What the exercise asks:
The answer must consist of each line below that contains the word "wall", copied in full.
....
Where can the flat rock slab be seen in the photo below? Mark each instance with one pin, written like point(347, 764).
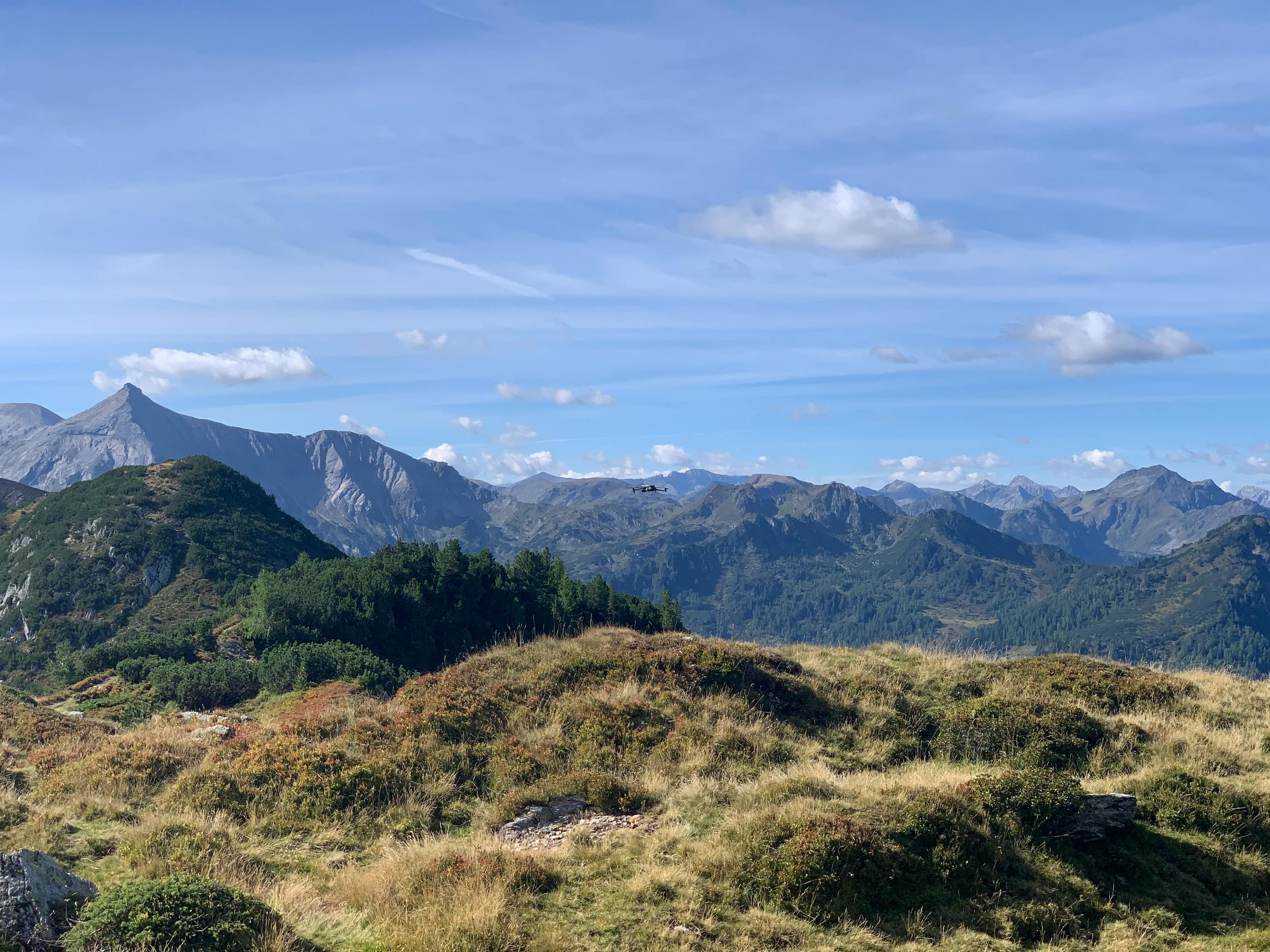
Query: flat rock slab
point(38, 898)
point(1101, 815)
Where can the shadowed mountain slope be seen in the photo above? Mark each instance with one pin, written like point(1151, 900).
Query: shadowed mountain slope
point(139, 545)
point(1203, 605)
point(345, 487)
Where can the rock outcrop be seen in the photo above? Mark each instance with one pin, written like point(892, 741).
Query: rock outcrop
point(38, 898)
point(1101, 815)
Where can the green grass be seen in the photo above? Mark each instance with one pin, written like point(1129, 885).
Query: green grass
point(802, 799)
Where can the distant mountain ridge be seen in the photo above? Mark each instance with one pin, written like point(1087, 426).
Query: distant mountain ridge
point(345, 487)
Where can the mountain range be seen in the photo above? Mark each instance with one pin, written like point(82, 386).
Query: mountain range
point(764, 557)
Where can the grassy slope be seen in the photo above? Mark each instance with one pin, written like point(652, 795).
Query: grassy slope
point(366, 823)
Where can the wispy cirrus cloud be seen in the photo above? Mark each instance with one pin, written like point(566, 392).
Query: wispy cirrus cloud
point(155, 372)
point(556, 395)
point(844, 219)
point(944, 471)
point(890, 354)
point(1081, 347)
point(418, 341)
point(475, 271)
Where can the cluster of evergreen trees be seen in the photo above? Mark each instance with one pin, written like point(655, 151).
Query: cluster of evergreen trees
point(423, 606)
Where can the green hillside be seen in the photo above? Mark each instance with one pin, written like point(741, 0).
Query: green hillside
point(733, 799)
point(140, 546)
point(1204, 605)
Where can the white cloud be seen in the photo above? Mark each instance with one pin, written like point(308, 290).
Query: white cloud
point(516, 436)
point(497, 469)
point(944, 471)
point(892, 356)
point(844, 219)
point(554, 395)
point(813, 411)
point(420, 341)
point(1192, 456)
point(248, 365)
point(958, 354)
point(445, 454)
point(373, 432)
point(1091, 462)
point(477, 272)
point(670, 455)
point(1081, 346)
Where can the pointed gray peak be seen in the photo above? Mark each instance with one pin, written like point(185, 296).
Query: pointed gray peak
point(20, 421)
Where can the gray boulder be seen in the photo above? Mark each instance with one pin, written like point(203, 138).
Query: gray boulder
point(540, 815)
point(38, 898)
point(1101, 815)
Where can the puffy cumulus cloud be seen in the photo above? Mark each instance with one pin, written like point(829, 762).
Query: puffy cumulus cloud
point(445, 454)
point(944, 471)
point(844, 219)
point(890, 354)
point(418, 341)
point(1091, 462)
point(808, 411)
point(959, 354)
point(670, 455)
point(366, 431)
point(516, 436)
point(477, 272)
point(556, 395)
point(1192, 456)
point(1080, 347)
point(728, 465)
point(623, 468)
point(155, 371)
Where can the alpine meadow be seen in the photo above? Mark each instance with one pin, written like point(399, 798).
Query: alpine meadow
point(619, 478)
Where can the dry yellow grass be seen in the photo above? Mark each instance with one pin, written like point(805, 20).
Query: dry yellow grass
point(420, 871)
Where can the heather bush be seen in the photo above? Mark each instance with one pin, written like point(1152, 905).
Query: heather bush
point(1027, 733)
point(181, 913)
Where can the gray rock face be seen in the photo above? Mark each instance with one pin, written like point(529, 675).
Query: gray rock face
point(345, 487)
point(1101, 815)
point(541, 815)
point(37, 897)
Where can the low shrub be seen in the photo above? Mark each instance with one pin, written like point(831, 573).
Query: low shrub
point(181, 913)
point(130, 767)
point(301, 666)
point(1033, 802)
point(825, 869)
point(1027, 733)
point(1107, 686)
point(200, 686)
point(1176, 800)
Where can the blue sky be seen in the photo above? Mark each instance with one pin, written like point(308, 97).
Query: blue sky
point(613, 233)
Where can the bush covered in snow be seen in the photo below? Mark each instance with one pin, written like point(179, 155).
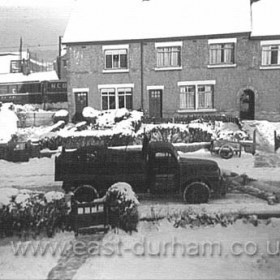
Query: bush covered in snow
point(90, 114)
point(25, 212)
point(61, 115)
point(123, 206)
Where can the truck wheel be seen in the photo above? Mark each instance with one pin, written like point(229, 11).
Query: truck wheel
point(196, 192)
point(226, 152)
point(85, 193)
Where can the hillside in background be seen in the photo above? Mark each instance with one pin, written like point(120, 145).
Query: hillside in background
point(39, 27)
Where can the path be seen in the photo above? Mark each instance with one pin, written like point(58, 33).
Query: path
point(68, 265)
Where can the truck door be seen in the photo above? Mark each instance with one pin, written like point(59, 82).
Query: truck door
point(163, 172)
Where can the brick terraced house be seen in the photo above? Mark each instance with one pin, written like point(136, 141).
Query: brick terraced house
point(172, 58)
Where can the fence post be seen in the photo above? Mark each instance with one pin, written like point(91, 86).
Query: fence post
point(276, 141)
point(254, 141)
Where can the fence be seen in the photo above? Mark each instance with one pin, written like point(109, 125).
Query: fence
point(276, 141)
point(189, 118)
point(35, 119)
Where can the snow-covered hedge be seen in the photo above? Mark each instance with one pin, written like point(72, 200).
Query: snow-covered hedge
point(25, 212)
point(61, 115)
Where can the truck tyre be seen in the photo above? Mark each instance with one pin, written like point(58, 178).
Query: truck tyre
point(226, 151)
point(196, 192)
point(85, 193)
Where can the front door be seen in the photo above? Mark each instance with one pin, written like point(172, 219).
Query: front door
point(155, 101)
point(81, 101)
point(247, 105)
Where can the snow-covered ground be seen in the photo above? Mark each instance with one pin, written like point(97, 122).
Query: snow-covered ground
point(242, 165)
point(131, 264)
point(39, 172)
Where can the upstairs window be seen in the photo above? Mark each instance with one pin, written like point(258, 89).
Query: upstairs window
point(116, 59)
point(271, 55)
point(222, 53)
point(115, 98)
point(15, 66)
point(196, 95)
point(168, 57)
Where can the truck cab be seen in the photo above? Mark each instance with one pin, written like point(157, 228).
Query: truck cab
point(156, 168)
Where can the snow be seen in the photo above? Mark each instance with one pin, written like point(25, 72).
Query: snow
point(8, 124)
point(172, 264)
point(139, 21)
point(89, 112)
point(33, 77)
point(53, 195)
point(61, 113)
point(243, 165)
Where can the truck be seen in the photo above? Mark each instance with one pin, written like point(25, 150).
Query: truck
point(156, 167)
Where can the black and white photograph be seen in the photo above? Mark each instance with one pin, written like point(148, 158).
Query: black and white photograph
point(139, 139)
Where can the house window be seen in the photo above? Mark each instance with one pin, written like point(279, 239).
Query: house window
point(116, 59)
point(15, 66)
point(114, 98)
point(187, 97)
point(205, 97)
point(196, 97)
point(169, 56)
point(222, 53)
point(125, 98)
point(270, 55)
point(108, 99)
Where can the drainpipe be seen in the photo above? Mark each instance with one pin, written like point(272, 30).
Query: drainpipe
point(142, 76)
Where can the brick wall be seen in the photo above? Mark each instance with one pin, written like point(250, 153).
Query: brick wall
....
Reply:
Where can the brick wall be seen in the photo above? Mark each instance with one pin, written like point(250, 153).
Query: brick wall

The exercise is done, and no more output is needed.